## Consignes
1) Recopiez à l'identique le passage du texte sur le sommet du G8 d'Evian qui s'ouvre sur les mots contenant "M. Dominique de Villepin a présenté" et se clôt sur "Nord et l’Afghanistan.".
2) Traduisez en anglais cette phrase du texte sur le sommet du G8 d'Evian : « Ce sommet doit en effet illustrer le choix résolu de l’ouverture internationale. »
3) Prolongez le texte sur le sommet du G8 d'Evian en reprenant juste après sa dernière phrase.

## Texte source
_ _ _ _ _
M. Dominique de Villepin a ensuite expliqué que le Président de la République avait rappelé que l’objectif de la présidence française du G8 était de promouvoir une mondialisation mieux maîtrisée et plus responsable ; cela explique le format particulier de ce sommet. En effet, le G8 proprement dit, qui aura lieu les 2 et 3 juin, sera précédé, le dimanche 1er juin, par un « dialogue élargi » sur le thème de la croissance économique et de la coopération internationale auquel participeront 22 pays invités par le Président Chirac, et les responsables de la Banque mondiale, du FMI et de l’OMC.

Par ailleurs, le 1er juin au soir, se tiendra la rencontre G8-NEPAD, comme en 2001 et 2002, entre le G8 et les cinq fondateurs du NEPAD afin de poursuivre la mise en œuvre du plan d’action adopté à Kananaskis.

M. Dominique de Villepin a ensuite décliné les trois priorités du sommet : croissance, développement durable et sécurité. En ce qui concerne la croissance, les discussions porteront sur le thème de « l’économie responsable », sur celui des réformes structurelles, y compris des marchés financiers internationaux, et sur celui des négociations commerciales du cycle de Doha afin de permettre à la réunion ministérielle de Cancun d’être un succès.

Concernant le développement durable, la mondialisation de l’économie exige la mondialisation de la solidarité. Le sommet d’Evian sera ainsi l’occasion de faire le point sur la mise en œuvre du plan d’action pour l’Afrique en soutien au NEPAD adopté par le G8 en 2002. Dans le domaine commercial, l’objectif de la France est de convaincre ses partenaires de l’intérêt d’une intégration positive de l’Afrique dans les échanges économiques mondiaux. Des initiatives sont également prévues dans le domaine de l’eau, de la lutte contre la famine, et surtout dans celui de la santé pour lequel l’objectif est de faciliter l’accès des pays en développement aux médicaments, en particulier dans les pays non producteurs.

M. Dominique de Villepin a présenté les actions prévues dans le domaine de la sécurité. Il sera d’abord question de la lutte contre le terrorisme, en particulier au travers de l’appui au Comité du contre terrorisme du Conseil de sécurité pour le renforcement des capacités des pays en développement dans la lutte contre le terrorisme. Le G8 abordera également le problème de la non-prolifération à la suite du Partenariat global contre la prolifération des armes et des matériaux de destruction massive, adopté l’an dernier, et doté de 20 milliards de dollars, la sécurité nucléaire et la sécurité des transports.

M. Dominique de Villepin a indiqué que les discussions directes entre chefs d’Etat et de Gouvernement seront l’occasion de traiter de façon informelle les crises et les questions régionales, en particulier le Proche-Orient, l’Irak, la Corée du Nord et l’Afghanistan.

Le Ministre a conclu en faisant le point des avancées de ce sommet d’Evian qui sont la participation pleine et entière de la Russie à toutes les instances du G8, l’ouverture vers le Sud et la conjuration de la tentation du repli, du protectionnisme, de la violence. Ce sommet doit en effet illustrer le choix résolu de l’ouverture internationale.
_ _ _ _ _
## Enregistrements
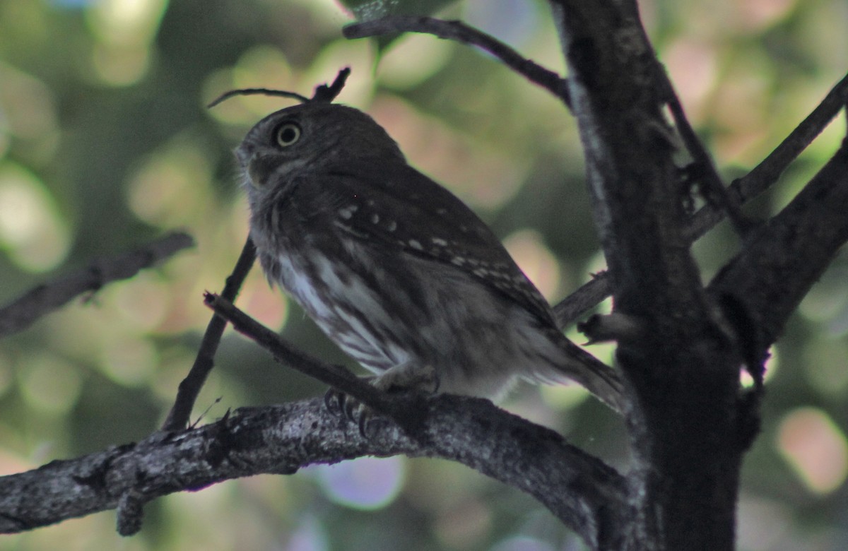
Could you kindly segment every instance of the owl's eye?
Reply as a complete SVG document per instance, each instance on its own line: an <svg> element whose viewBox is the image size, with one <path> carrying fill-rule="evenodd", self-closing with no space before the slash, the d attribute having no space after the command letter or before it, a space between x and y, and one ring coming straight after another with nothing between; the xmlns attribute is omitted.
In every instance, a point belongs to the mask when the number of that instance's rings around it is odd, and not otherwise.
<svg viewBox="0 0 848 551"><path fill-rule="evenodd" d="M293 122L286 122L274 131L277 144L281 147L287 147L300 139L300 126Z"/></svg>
_ _ _ _ _
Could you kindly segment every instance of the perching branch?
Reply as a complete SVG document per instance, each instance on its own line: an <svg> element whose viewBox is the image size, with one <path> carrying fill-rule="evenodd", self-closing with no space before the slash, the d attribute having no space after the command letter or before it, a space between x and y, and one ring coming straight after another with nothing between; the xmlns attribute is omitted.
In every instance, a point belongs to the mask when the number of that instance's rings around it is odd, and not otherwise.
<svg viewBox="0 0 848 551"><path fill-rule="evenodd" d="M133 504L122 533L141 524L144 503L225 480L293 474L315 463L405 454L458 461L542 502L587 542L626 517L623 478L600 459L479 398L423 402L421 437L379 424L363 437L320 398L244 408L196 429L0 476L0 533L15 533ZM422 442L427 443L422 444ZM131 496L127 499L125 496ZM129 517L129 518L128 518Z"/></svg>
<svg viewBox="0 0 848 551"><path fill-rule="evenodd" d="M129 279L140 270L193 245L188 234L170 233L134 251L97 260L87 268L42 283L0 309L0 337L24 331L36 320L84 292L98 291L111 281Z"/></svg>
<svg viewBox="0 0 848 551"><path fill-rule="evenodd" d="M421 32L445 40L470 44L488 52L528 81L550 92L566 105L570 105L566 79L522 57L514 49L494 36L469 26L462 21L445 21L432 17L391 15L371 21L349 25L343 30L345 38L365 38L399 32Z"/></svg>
_ _ _ _ _
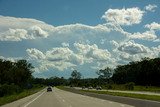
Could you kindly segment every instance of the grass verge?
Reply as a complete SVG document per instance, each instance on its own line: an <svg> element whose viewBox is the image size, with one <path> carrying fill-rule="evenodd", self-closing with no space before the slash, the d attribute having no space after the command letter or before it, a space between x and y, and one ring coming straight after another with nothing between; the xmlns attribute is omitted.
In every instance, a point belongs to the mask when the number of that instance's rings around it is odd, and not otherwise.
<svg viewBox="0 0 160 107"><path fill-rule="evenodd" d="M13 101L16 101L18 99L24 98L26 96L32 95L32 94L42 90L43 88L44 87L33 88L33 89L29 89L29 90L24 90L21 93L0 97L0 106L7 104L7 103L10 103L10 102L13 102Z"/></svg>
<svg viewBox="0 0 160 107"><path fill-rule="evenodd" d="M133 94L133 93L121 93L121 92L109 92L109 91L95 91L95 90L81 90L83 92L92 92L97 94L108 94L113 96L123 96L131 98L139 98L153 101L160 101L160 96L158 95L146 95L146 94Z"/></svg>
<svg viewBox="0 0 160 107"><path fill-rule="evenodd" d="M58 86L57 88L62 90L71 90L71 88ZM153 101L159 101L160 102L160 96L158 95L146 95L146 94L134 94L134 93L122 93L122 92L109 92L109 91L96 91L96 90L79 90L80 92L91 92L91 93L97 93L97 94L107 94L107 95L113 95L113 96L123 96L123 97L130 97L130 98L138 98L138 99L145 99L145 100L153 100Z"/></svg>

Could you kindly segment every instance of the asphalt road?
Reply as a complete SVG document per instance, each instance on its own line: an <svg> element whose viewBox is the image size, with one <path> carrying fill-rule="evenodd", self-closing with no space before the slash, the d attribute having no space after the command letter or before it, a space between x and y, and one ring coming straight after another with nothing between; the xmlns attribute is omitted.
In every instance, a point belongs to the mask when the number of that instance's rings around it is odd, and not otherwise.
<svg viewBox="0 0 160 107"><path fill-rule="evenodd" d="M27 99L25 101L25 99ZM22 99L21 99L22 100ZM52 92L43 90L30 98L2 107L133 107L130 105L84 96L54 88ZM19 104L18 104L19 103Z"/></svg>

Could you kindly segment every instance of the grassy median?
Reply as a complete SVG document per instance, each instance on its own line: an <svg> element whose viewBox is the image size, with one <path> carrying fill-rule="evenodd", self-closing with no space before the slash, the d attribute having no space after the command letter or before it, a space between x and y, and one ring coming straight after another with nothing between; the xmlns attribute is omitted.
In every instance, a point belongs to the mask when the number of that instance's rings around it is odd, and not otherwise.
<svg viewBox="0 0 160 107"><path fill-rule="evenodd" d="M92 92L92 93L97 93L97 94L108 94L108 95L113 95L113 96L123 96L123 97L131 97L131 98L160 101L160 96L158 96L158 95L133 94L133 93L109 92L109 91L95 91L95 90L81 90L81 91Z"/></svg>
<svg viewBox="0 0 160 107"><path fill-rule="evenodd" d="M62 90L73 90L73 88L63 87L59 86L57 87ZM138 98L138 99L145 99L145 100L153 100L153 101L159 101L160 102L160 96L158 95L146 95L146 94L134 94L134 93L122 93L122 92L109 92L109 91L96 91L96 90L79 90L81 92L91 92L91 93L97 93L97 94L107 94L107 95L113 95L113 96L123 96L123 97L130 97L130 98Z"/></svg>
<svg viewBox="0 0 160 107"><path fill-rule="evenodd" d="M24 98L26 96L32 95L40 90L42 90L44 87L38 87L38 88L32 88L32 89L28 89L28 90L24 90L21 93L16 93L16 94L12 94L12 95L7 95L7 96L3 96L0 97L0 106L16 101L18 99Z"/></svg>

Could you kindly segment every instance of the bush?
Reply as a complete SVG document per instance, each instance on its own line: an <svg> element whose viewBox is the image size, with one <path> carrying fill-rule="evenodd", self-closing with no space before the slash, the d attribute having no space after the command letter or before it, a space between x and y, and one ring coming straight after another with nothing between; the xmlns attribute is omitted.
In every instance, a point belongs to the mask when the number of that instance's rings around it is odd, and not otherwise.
_ _ _ _ _
## Réponses attendues
1)
M. Dominique de Villepin a présenté les actions prévues dans le domaine de la sécurité. Il sera d’abord question de la lutte contre le terrorisme, en particulier au travers de l’appui au Comité du contre terrorisme du Conseil de sécurité pour le renforcement des capacités des pays en développement dans la lutte contre le terrorisme. Le G8 abordera également le problème de la non-prolifération à la suite du Partenariat global contre la prolifération des armes et des matériaux de destruction massive, adopté l’an dernier, et doté de 20 milliards de dollars, la sécurité nucléaire et la sécurité des transports.

M. Dominique de Villepin a indiqué que les discussions directes entre chefs d’Etat et de Gouvernement seront l’occasion de traiter de façon informelle les crises et les questions régionales, en particulier le Proche-Orient, l’Irak, la Corée du Nord et l’Afghanistan.

2) This summit must indeed illustrate the resolute choice of international openness.

3)
Le Président Edouard Balladur a remercié M. Dominique de Villepin d’avoir accepté de se rendre devant la Commission des Affaires étrangères à la veille du sommet du G8. Il a souligné que ce dernier se caractérisait par la participation d’un nombre élevé de chefs d’Etat et de gouvernement et a demandé au Ministre de bien vouloir préciser quels étaient les différents formats des réunions du G8 et à quel moment un G8 prenait fin.

M. Dominique de Villepin a précisé que la réunion de dimanche qui précèdera l’ouverture solennelle le lundi du G8 sera ouverte à tous les autres pays invités. Ensuite, les réunions des 2 et 3 juin se tiendront à huit Etats membres. Les autres Etats invités ne seront pas parties prenantes dans la réunion finale. Quant à la durée d’une présidence du G8, elle se prolonge jusqu’à la fin de l’année. C’est pourquoi des initiatives liées aux décisions du G8 peuvent se concrétiser dans les mois qui suivent le Sommet, comme cela avait été le cas l’an dernier pour des initiatives concernant les relations entre l’Inde et le Pakistan.

Le Ministre a ensuite abordé la question du conflit du Proche-Orient. Il a expliqué que sa visite des 25 et 26 mai en Israël et dans les territoires Palestiniens lui a permis d’achever un cycle de trois tournées au Moyen-Orient, dont l’objectif était d’évaluer l’impact de la nouvelle donne stratégique régionale, de promouvoir la « feuille de route » du Quartet et de dynamiser les relations bilatérales de la France avec Israël et les Palestiniens.

En Israël, le Ministre a indiqué qu’il avait rencontré son homologue, M. Silvan Shalom, ainsi que le Président de l’Etat d’Israël, M. Moshe Katsav. Le Premier Ministre Ariel Sharon s’est tenu au principe qu’il s’était fixé de ne recevoir aucun visiteur qui rencontrerait le Président Yasser Arafat. Le Ministre a souligné que la ligne de la France était de dialoguer avec lui. Cette position politique est aussi celle de l’Union européenne, ce qui a eu pour conséquence que d’autres responsables européens n’ont pas davantage rencontré M. Ariel Sharon.

Dans les Territoires Palestiniens, le Ministre a indiqué qu’il s’était entretenu avec son homologue M. Nabil Chaath, le Président Arafat et le Premier Ministre Abou Mazen, accompagné de plusieurs Ministres dont celui de l’Intérieur, M. Dahlan.

Cette visite a permis de réaffirmer l’engagement de la France et de l’Union européenne pour la réussite du plan de paix. Présent à Jérusalem le jour où le gouvernement israélien a accepté la « feuille de route » du Quartet, le Ministre a dit qu’il s’était félicité de cette décision mais il avait rappelé auprès de ses interlocuteurs comme auprès des médias, que cette acceptation acquise à une courte majorité et avec de nombreuses réserves portant sur des points importants, laissait présager des difficultés dans la mise en œuvre future.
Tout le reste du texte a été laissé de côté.